(Stored entries)

------------------------------------------------------------------------

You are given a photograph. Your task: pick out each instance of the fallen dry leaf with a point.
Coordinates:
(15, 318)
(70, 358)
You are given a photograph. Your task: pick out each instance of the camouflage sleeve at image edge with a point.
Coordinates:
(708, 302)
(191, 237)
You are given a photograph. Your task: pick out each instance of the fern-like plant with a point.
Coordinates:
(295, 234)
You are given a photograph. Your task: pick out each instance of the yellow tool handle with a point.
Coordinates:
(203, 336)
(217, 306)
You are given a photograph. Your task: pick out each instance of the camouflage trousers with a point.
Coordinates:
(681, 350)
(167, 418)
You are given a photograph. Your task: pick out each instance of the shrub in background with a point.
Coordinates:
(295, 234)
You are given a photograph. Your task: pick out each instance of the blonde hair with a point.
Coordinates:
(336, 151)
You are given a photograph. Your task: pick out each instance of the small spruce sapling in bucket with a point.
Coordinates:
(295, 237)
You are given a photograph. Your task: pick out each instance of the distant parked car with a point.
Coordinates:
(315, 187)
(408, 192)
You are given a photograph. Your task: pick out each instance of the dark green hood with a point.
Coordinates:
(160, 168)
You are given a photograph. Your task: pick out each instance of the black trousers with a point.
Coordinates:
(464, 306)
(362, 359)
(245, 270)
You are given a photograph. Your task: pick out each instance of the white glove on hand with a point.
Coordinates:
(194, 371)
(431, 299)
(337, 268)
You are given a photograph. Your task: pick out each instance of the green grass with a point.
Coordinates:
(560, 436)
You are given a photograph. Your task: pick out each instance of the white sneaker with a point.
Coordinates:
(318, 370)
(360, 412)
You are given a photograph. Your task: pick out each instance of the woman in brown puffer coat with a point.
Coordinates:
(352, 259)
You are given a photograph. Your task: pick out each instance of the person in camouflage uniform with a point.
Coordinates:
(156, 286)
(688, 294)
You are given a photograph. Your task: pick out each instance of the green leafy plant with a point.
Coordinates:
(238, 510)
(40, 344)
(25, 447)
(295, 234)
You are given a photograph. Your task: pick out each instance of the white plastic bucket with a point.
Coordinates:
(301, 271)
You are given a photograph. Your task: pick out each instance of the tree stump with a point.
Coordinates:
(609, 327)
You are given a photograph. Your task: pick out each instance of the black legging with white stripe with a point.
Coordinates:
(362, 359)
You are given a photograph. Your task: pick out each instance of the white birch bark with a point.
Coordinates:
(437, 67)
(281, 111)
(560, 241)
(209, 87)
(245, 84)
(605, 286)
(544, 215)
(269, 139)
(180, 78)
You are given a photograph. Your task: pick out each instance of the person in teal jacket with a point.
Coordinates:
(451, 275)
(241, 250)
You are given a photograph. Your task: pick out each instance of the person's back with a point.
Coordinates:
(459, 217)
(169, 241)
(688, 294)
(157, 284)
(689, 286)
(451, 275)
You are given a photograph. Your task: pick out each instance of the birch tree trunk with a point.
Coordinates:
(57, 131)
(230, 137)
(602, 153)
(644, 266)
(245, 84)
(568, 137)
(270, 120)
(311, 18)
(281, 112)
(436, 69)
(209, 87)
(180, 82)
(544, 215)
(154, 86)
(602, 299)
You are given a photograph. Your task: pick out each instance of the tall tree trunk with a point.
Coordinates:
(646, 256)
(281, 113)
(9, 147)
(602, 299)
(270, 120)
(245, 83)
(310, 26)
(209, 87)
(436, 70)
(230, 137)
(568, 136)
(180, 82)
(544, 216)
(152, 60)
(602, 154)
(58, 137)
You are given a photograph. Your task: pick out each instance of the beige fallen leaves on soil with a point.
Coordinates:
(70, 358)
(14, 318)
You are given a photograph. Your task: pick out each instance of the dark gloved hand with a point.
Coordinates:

------------------------------------------------------------------------

**Given instruction:** Reproduce the stored entries word for word, beginning at the line that contains "gloved hand with a point." and ending with the last line of the records.

**The result:**
You are given a photograph. Your task: pick out each instance of the dark gloved hand with a point.
Coordinates:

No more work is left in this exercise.